▶ **What needs to be done**: Write each record again exactly as it stands.

▶ **Data provided**:
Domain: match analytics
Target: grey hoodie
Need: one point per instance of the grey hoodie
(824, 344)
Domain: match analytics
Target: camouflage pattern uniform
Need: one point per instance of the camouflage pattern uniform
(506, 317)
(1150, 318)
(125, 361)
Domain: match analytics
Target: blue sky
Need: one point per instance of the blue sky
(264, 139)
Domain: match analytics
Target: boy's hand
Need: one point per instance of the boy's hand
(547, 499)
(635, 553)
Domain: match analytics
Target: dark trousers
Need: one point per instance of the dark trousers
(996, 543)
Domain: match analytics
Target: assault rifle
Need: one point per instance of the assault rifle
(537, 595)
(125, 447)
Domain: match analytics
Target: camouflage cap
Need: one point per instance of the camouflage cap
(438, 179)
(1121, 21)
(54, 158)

▶ **Exercise result**:
Domain: match analytics
Target: grey hoodie
Need: one point per instance of the grey hoodie
(824, 344)
Domain: match analytics
Target: camouflage pattern uniform
Need: one point per instance of the camouflage pattern uniform
(506, 317)
(1150, 318)
(125, 361)
Domain: match analytics
Target: blue sky
Need: one point per instance of the blue sky
(264, 139)
Domain: match analytics
Target: boy's hand
Need: one point per instance of the boy's hand
(547, 499)
(635, 553)
Domain: match analytics
Target: dark trousers
Need: one point per instance of the dark trousers
(996, 543)
Domain: match analytics
Target: assault rifle
Need: one point per instance of the assault rifle
(537, 595)
(125, 447)
Domain: match analytics
Target: camouflage cap
Need: one point per instance of the camouflage cap
(438, 179)
(1121, 21)
(54, 158)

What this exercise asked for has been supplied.